**AUFGABE 1**.
Wie viel Geld ist laut dem Artikel zur US-Bankenkrise infolge des Bebens um die Silicon Valley Bank aus dem US-Bankensystem abgeflossen?
**AUFGABE 2**.
Gib aus dem Artikel zur US-Bankenkrise alles von „Kapital auf der“ bis hinunter zu „deutlich machte.“ wortgetreu wieder.
**AUFGABE 3**.
Schreibe den Artikel zur US-Bankenkrise im Anschluss an seinen letzten Satz weiter.

**DOKUMENT**.
┌──
Entnommen: https://linkezeitung.de/2023/07/02/kapitalismus-bis-zum-bitteren-ende/
Kapitalismus bis zum bitteren Ende
VERÖFFENTLICHT VON LZ ⋅ 2. JULI 2023 ⋅ HINTERLASSE EINEN KOMMENTAR
von Rüdiger Rauls – https://ruedigerraulsblog.wordpress.com
Die schwerste Bankenkrise seit der Lehman-Pleite scheint für die USA
vorerst überstanden. Auch der Streit um die Schuldengrenze ist fürs
erste beigelegt. Die Zahlungsunfähigkeit der größten Volkswirtschaft der
Welt konnte im letzten Moment abgewendet werden. Ist nun die Welt des
Kapitalismus wieder in Ordnung?
Kapital auf der Flucht
Notenbank und Regierung der USA haben mit der Bereitstellung von
Finanzmitteln und Bürgschaften verhindern können, dass der Untergang
mehrerer mittelgroßer Banken sich zu einer großen Finanzkrise ausweitet.
Kaum ist an dieser Front Ruhe eingetreten, tun sich bereits neue
Abgründe auf. Das Beben rund um die Silicon Valley Bank hat zum Abfluss
von „fast 600 Milliarden Dollar … aus dem US-Bankensystem“ (1) geführt.
Ein Großteil dieser Gelder wurde längerfristig in Geldmarktfonds
angelegt. Das kommt der US-Regierung sehr ungelegen, wo doch gerade
jetzt der amerikanische Staat auf jeden kaufwilligen Investor angewiesen
ist. Denn die USA, die reichste Volkswirtschaft der Welt, sind knapp
bei Kasse, wie der Streit um die Anhebung der Schuldenobergrenze
deutlich machte.
└──
Einträge zur Segmentierungsannotation
┌──
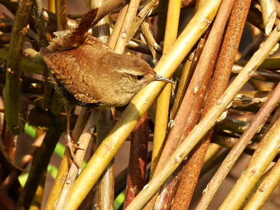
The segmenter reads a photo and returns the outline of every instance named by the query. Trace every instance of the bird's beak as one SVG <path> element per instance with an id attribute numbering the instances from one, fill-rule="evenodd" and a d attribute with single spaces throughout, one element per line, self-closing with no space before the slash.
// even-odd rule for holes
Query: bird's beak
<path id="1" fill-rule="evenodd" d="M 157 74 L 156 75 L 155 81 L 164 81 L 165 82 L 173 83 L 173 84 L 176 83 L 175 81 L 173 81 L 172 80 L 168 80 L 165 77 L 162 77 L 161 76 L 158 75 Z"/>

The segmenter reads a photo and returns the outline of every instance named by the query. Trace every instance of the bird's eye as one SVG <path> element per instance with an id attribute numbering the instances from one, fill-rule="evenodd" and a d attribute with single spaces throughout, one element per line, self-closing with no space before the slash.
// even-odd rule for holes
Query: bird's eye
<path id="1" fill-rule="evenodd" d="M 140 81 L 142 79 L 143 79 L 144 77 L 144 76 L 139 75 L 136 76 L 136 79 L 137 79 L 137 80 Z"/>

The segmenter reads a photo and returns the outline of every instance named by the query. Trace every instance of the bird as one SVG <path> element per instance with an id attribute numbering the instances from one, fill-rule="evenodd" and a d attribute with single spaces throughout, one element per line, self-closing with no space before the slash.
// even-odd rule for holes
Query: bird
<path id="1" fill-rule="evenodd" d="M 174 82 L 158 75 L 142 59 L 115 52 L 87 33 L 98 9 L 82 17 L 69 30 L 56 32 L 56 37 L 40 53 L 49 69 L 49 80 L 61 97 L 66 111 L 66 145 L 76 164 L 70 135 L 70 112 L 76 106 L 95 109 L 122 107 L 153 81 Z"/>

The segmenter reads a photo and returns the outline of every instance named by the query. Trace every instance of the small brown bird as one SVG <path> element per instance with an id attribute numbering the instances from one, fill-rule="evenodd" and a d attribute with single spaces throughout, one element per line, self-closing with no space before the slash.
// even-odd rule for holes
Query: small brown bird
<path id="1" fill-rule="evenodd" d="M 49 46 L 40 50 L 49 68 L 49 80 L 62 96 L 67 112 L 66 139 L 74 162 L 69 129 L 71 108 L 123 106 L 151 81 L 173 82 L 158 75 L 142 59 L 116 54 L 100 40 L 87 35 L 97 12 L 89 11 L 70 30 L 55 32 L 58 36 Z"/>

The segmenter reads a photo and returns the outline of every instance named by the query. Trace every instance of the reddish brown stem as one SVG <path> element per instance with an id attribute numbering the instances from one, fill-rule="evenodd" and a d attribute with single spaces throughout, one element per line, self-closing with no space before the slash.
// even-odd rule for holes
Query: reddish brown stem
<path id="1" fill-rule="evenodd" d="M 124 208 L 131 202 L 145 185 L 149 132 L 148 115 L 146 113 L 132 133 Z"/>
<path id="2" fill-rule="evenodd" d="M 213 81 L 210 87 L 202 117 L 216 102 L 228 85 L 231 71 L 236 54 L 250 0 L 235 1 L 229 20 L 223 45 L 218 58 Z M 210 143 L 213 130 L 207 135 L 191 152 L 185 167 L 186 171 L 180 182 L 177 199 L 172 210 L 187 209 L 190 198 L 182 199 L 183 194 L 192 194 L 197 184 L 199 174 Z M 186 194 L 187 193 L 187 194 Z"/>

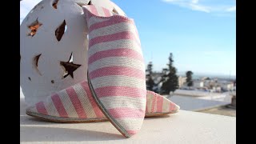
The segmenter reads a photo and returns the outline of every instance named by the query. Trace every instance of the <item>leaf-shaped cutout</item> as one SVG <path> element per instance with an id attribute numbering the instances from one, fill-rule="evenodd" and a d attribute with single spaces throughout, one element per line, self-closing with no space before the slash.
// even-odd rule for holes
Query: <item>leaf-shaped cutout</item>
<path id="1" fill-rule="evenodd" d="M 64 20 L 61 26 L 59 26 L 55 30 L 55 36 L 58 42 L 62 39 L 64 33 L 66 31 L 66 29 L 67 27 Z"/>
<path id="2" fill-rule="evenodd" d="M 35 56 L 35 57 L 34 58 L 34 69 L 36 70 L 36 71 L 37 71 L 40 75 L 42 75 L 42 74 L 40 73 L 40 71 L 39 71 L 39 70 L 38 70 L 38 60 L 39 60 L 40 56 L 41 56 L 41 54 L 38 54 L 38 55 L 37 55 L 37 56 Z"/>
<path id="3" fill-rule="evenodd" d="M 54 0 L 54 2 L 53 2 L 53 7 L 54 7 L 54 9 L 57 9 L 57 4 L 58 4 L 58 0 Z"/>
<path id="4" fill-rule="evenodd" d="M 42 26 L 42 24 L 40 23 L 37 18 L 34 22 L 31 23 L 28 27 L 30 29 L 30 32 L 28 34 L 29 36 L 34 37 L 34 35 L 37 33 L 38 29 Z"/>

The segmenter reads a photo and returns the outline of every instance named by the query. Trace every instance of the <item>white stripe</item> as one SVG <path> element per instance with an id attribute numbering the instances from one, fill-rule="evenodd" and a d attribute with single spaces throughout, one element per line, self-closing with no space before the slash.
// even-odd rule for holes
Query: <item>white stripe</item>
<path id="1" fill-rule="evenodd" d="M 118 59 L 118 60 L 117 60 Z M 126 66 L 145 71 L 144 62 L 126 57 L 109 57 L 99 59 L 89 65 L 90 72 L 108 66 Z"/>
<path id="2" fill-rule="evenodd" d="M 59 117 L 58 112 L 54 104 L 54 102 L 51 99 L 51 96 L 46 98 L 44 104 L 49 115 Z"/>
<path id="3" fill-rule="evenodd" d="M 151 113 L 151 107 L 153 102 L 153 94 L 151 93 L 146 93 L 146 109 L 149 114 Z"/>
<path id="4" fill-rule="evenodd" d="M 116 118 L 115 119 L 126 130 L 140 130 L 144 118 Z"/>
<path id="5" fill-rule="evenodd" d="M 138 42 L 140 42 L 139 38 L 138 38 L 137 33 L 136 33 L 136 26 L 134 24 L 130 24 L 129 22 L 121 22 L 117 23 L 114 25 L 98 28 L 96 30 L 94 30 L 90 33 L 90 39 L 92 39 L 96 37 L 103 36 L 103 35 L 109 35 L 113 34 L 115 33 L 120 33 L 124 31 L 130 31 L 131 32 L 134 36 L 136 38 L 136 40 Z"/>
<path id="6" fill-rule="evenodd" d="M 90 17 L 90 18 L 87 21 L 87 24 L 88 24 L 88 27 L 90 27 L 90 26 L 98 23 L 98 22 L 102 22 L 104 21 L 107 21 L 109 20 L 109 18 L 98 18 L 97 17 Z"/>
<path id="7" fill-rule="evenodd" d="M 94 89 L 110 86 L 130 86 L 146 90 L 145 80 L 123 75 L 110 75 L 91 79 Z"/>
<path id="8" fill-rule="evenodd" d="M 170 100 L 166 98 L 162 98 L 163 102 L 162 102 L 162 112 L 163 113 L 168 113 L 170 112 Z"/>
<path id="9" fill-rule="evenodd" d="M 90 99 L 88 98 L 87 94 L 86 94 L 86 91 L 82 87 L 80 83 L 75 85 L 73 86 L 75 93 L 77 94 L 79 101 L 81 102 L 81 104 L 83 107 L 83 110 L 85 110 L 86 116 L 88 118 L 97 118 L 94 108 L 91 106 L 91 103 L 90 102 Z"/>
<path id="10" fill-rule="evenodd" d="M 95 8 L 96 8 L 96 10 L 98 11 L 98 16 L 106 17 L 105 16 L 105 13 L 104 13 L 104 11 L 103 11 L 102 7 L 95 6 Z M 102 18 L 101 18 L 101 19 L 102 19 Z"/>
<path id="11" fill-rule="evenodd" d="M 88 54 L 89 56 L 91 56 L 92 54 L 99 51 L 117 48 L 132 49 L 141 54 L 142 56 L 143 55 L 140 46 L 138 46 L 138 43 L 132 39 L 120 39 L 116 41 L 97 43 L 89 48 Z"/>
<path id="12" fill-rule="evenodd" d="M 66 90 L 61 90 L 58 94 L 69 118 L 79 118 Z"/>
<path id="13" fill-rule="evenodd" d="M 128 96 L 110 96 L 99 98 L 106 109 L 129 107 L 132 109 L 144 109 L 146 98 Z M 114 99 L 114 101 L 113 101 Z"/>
└──
**ANTWORT 1**.
Fast 600 Milliarden Dollar.

**ANTWORT 2**.
Kapital auf der Flucht
Notenbank und Regierung der USA haben mit der Bereitstellung von
Finanzmitteln und Bürgschaften verhindern können, dass der Untergang
mehrerer mittelgroßer Banken sich zu einer großen Finanzkrise ausweitet.
Kaum ist an dieser Front Ruhe eingetreten, tun sich bereits neue
Abgründe auf. Das Beben rund um die Silicon Valley Bank hat zum Abfluss
von „fast 600 Milliarden Dollar … aus dem US-Bankensystem“ (1) geführt.
Ein Großteil dieser Gelder wurde längerfristig in Geldmarktfonds
angelegt. Das kommt der US-Regierung sehr ungelegen, wo doch gerade
jetzt der amerikanische Staat auf jeden kaufwilligen Investor angewiesen
ist. Denn die USA, die reichste Volkswirtschaft der Welt, sind knapp
bei Kasse, wie der Streit um die Anhebung der Schuldenobergrenze
deutlich machte.

**ANTWORT 3**.
Schon jetzt erreichen die Staatsschulden die unvorstellbare Summe von
rund 31,5 Billionen Dollar. Die Einigung im Streit um die
Schuldenobergrenze erlaubt eine Erhöhung um zusätzliche 1,5 Billionen.
Da die US-Regierung sich während dieser Auseinandersetzung keine neuen
Mittel beschaffen durfte, ist nun der staatliche Finanzierungsbedarf
entsprechend groß.
Die US-Bank J.P. Morgan schätzt, dass die Regierung bis September 2023
neue Gelder in Höhe von 850 Milliarden Dollar über Anleihen aufnehmen
muss. Nur so kann der Staat seine Zahlungsverpflichtungen erfüllen und
weiter funktionieren. Ausgerechnet die reichen westlichen Staaten sind
die am höchsten verschuldeten und verfügen nicht über genügend
Einnahmen, um die Staatsausgaben zu schultern.
Im Geschäftsjahr 2023 hatte die US-Regierung Staatseinnahmen von 2,99
Billionen Dollar, denen aber Ausgaben von 4,16 Billionen
gegenüberstanden.(2) Angesichts ihrer gewaltigen Verschuldung ist die
US-Regierung abhängig von der Bereitschaft privater Anleger und
institutioneller wie Geldmarkt-Fonds, ihr Geld in amerikanischen
Staatspapieren anzulegen. Anderenfalls ist die Zahlungsfähigkeit des
Landes in Gefahr. Doch Finanzministerin Janet Yellen hat Zweifel, ob
„die Geldmarktfonds die Anleiheflut des US-Staates allein aufnehmen
können“.(3)
Um Investoren anzulocken, müssen die USA schon jetzt an den
Finanzmärkten Zinsen zahlen, die im Schnitt um 1,5 Prozentpunkte über
denen deutscher Staatsanleihen liegen. Zudem sind durch die Maßnahmen
der FED zur Inflationsbekämpfung inzwischen die Renditen kurzlaufender
Anleihen höher als die von langlaufenden, normalerweise ist das
umgekehrt. Angesichts solcher Nachteile dürfte es für die US-Regierung
schwierig werden, Käufer für langfristige Anleihen zu finden.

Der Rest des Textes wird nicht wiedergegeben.